→ **FONTE**:
◆ ◆ ◆ ◆ ◆ ◆ ◆
Para a minha surpresa, as crianças acertaram de imediato. Algo naquele momento me impressionou profundamente. Tão jovens e já capazes de discernir características que muitos adultos nem sequer percebem. De onde vinha essa clareza?

 


Para responder a questões como essa, é preciso olhar para a história do Slow Food. Esse movimento vem, há décadas, de fato, escrevendo um capítulo importante de nossa história alimentar.

 

Criado em 1986, inicialmente com o nome de Arcigola, na Itália, esse movimento valoriza o alimento “bom, limpo e justo”. Hoje, com abrangência internacional, essa organização mantém como objetivo promover uma alimentação com prazer, a valorização de seus produtores, assim como uma educação que repense a relação com os alimentos.


A década de 1980, ainda com ideais de contracultura, viu inaugurar, em um dos principais pontos de Roma, uma expressão do fast food: uma franquia McDonald’s. Ocorreram diversas manifestações em oposição a uma possível “americanização” da Itália e contra uma má ocupação do centro histórico.
◆ ◆ ◆ ◆ ◆ ◆ ◆
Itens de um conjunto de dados
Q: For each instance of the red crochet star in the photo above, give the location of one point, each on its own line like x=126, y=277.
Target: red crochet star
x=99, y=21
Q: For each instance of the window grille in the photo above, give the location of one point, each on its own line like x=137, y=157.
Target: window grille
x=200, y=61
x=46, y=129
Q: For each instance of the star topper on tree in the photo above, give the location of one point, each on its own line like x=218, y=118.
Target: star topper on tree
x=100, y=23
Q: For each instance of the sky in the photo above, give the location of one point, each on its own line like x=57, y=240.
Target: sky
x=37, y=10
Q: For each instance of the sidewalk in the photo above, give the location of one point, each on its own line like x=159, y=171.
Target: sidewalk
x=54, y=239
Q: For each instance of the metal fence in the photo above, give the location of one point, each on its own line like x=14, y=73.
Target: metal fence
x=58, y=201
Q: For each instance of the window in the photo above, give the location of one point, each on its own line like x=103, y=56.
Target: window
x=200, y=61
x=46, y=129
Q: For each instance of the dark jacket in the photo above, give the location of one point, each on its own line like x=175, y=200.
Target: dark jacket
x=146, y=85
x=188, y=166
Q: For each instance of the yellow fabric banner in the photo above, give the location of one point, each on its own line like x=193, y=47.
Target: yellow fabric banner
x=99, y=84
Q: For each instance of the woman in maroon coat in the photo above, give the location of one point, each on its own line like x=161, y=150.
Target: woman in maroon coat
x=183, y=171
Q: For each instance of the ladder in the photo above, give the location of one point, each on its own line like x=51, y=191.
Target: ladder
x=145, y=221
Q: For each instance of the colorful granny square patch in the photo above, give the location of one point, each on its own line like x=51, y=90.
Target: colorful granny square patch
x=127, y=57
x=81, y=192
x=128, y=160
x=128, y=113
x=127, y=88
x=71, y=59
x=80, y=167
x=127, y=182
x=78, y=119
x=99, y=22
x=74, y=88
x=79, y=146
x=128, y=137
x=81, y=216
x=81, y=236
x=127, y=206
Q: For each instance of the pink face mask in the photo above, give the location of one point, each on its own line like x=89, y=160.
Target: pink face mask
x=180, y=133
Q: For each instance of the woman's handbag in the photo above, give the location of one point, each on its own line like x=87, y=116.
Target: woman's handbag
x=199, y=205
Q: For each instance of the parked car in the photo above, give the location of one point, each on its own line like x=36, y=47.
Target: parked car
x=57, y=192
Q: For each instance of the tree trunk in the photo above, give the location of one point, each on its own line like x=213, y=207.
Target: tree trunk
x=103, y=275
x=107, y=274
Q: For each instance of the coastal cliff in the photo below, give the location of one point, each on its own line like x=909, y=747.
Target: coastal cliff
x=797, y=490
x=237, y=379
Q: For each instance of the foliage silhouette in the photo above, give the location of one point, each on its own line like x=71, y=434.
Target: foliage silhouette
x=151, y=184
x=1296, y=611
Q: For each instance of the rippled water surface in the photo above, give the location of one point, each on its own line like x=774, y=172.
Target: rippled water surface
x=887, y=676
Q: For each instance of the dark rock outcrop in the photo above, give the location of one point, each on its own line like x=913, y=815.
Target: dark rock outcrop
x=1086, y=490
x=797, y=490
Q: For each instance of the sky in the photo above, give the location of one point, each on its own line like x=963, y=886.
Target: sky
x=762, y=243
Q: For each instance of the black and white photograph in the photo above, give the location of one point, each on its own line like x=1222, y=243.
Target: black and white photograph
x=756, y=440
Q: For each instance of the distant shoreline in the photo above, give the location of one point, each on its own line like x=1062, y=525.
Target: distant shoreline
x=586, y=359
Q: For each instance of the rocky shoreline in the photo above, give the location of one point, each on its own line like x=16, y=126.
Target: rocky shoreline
◆ ◆ ◆ ◆ ◆ ◆ ◆
→ **PROBLEMA CURTO A**: Cite, sem nenhuma alteração, o trecho do texto sobre o Slow Food que vai de "Para responder a" até "nossa história alimentar.".
→ **PROBLEMA CURTO B**: Segundo o texto sobre o Slow Food, com que nome inicial o movimento foi criado, e em que ano?

→ **RESPOSTA DA TAREFA A**:
Para responder a questões como essa, é preciso olhar para a história do Slow Food. Esse movimento vem, há décadas, de fato, escrevendo um capítulo importante de nossa história alimentar.

→ **RESPOSTA DA TAREFA B**: Arcigola, em 1986.